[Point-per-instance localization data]
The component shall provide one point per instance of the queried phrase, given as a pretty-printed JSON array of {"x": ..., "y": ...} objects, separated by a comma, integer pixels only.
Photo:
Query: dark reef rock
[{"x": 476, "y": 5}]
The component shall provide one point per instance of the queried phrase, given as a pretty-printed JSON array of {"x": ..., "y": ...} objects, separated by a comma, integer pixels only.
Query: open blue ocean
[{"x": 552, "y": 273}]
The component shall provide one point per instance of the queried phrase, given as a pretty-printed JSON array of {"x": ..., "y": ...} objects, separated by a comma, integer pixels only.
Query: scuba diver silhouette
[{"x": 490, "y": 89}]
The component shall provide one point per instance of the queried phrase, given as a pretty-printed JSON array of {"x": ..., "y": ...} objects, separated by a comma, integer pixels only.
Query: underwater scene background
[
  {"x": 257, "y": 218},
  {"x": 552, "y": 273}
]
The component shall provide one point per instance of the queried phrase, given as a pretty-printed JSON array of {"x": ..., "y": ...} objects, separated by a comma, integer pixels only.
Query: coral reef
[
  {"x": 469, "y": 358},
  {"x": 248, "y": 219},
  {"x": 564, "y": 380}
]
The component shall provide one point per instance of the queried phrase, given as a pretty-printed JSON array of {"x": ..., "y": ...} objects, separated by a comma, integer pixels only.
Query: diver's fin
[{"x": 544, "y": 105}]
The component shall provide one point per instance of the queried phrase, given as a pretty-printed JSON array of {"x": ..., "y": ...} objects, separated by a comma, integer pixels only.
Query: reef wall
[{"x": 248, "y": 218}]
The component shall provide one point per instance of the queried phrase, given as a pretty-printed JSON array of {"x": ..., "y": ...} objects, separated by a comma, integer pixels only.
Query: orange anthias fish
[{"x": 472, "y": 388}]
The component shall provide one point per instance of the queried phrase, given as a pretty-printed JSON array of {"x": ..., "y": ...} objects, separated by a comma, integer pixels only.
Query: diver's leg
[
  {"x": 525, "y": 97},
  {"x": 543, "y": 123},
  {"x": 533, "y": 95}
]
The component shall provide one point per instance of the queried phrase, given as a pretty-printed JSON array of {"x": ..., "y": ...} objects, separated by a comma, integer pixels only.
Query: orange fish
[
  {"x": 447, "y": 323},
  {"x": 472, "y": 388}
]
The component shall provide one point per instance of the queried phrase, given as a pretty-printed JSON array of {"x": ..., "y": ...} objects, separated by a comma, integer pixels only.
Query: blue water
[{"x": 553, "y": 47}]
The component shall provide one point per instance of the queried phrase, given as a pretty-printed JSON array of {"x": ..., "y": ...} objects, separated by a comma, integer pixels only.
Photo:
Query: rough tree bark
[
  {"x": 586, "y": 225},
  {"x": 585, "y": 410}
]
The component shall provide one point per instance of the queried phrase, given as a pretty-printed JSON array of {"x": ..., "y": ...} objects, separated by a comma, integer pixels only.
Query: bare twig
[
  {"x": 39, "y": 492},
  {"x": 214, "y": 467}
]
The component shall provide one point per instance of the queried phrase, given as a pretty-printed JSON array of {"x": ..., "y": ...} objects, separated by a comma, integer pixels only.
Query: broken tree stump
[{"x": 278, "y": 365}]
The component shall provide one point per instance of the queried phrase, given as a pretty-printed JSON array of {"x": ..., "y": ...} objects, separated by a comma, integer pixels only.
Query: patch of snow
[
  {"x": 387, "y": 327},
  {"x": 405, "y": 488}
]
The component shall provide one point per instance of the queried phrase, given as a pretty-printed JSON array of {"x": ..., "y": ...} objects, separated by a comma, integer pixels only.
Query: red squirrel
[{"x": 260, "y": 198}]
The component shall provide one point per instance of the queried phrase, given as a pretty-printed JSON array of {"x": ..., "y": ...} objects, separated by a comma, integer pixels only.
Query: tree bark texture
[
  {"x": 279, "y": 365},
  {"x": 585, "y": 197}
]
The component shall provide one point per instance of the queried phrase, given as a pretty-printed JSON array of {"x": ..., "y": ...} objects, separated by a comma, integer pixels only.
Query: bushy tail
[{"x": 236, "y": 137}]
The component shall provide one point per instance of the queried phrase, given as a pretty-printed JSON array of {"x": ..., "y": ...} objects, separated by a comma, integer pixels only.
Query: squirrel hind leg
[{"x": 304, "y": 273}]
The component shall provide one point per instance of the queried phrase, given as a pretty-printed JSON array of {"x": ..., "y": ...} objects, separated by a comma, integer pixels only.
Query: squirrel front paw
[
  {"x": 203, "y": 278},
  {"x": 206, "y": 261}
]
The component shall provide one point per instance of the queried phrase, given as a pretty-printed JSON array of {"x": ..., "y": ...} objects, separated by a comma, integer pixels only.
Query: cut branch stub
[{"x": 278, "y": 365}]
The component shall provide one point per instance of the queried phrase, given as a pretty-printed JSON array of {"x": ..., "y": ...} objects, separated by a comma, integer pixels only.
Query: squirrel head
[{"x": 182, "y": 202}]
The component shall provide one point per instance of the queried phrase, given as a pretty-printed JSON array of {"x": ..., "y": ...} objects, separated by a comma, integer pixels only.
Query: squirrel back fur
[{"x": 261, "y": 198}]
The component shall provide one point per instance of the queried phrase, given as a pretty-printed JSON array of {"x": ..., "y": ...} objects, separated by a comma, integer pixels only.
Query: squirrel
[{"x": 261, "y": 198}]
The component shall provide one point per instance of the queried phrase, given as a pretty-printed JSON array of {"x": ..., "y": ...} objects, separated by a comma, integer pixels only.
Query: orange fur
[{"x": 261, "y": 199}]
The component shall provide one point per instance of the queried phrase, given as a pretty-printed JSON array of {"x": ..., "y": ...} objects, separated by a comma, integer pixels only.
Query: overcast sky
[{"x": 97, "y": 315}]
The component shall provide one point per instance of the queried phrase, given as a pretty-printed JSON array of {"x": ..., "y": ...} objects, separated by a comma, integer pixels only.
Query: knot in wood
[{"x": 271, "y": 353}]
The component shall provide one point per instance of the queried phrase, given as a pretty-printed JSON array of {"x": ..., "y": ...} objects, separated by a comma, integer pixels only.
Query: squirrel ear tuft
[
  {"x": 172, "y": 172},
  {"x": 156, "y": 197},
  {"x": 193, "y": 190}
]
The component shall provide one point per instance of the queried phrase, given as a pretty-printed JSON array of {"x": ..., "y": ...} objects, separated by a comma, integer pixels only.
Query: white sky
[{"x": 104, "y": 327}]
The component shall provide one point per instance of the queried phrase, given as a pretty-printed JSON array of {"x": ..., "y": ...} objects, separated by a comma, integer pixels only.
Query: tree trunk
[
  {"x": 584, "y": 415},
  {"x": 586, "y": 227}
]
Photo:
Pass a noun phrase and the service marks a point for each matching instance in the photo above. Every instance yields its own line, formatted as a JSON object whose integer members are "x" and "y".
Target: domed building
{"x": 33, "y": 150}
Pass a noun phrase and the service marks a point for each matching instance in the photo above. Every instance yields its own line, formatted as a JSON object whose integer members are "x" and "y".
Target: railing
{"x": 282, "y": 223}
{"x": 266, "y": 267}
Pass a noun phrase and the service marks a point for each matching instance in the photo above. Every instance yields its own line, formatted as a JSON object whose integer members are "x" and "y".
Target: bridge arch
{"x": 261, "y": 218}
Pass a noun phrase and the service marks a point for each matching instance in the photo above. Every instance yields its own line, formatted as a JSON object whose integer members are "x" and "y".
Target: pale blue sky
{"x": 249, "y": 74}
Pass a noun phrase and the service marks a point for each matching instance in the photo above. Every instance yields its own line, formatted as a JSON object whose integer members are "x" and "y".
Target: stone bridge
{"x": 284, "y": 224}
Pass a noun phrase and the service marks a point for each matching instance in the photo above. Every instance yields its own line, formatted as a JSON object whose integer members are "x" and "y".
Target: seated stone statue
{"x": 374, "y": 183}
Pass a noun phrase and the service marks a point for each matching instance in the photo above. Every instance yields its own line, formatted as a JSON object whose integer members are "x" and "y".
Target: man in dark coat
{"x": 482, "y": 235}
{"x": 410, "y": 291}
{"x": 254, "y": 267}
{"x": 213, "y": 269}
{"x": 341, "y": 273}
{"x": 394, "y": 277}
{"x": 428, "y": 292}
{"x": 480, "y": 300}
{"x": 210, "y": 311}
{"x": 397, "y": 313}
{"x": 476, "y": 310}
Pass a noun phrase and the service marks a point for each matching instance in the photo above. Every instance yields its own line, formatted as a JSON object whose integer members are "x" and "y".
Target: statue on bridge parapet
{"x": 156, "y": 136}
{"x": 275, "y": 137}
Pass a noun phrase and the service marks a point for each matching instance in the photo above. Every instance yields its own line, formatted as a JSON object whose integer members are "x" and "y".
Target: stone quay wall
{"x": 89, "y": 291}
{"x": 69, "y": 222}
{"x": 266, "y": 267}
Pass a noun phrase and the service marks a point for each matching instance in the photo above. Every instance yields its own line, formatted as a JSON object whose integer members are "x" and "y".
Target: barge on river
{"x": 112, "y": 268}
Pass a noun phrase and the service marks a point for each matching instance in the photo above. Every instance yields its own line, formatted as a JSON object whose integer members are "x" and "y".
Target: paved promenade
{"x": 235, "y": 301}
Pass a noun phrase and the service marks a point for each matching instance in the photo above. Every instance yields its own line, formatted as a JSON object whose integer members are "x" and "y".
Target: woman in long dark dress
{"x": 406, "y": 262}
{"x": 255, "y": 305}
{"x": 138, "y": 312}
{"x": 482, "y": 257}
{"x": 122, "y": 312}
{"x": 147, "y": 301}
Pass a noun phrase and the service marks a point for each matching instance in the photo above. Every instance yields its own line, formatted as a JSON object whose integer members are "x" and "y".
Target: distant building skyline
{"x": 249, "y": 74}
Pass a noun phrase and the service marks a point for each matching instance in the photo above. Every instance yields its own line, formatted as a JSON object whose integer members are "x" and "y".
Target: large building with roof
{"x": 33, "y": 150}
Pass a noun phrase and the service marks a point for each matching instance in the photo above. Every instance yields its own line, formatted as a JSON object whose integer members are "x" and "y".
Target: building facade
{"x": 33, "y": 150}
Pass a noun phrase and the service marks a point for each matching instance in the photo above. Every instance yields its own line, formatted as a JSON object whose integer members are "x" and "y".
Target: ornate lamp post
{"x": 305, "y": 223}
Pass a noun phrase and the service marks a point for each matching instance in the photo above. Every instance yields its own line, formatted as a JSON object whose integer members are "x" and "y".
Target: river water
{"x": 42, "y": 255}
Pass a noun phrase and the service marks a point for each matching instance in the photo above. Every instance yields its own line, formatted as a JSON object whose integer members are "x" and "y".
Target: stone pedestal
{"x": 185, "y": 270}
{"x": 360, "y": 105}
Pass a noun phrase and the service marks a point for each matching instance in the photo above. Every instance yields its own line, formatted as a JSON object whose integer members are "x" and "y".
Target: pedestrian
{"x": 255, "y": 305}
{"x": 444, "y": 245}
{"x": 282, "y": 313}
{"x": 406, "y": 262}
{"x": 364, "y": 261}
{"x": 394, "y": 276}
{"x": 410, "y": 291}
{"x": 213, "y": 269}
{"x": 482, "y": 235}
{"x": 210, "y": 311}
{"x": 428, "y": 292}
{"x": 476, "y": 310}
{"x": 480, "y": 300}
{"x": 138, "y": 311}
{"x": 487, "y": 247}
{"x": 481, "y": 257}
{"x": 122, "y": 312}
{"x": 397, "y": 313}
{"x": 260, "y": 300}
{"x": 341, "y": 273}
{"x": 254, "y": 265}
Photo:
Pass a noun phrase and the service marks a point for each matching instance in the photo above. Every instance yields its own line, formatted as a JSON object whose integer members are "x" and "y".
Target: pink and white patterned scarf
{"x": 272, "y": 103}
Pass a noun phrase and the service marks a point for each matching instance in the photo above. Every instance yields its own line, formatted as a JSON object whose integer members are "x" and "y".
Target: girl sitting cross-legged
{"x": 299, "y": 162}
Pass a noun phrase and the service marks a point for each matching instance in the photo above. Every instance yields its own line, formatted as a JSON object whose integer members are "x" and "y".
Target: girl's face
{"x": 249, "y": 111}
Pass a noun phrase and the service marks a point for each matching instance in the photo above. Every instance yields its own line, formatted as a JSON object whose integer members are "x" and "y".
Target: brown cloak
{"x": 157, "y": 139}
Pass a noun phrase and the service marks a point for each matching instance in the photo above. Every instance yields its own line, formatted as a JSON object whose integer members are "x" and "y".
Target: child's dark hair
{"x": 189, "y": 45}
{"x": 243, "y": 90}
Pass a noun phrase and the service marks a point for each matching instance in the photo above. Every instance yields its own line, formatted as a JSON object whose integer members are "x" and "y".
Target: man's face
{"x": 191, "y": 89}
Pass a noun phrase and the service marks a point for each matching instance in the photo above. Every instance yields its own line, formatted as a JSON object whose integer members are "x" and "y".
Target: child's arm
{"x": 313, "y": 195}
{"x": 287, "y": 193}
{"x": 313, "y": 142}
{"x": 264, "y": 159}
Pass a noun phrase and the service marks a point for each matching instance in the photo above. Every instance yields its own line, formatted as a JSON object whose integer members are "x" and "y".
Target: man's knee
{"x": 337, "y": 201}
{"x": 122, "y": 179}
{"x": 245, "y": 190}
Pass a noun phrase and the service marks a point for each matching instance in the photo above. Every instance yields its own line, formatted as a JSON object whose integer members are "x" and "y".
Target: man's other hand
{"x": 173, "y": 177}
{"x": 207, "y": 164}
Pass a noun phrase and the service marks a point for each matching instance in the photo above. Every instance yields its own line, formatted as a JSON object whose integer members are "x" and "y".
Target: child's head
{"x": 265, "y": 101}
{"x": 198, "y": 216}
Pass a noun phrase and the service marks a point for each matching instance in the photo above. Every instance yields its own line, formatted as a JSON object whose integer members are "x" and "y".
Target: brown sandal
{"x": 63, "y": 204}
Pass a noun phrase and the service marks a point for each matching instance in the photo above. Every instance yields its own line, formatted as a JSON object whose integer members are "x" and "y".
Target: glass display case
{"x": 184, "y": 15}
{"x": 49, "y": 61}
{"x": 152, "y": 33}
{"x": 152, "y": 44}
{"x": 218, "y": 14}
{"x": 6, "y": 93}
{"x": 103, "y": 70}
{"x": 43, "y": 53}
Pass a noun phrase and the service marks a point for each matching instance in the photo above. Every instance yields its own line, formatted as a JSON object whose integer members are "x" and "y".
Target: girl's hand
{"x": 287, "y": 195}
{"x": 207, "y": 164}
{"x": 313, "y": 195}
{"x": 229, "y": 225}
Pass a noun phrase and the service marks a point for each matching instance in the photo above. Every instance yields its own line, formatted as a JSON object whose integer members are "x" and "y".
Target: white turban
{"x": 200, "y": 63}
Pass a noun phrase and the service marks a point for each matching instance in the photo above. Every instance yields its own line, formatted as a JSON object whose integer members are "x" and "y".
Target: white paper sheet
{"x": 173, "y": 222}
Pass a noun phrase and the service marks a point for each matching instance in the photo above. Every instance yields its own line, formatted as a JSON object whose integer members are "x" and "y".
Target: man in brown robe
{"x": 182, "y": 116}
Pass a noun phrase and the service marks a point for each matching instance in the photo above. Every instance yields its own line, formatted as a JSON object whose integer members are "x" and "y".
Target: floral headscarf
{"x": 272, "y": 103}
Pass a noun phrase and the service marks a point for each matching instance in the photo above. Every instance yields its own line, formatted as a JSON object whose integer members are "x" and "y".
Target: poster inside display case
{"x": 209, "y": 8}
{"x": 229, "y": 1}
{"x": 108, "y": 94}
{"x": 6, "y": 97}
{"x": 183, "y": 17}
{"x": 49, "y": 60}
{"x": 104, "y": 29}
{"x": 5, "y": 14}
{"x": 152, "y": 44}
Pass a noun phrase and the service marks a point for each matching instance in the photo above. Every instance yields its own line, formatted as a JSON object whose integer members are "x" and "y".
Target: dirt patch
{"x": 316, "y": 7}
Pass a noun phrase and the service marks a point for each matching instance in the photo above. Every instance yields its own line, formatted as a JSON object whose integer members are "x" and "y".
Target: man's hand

• Required action
Beginning with the line that contains "Target: poster inside display case", set down every line through the end of the data without change.

• Response area
Target: poster inside display case
{"x": 209, "y": 8}
{"x": 229, "y": 1}
{"x": 108, "y": 94}
{"x": 6, "y": 97}
{"x": 183, "y": 17}
{"x": 49, "y": 60}
{"x": 104, "y": 29}
{"x": 5, "y": 14}
{"x": 152, "y": 44}
Pass a noun phrase and the service marks a point for each matching instance in the photo above. Every instance yields its own line, formatted as a JSON object whose integer members are "x" and "y".
Target: dirt patch
{"x": 316, "y": 7}
Pass a noun phrase and the service marks a point for each matching instance in the photo above. Every instance yields its own line, formatted as a JSON object whose integer members are "x" and "y".
Target: man's hand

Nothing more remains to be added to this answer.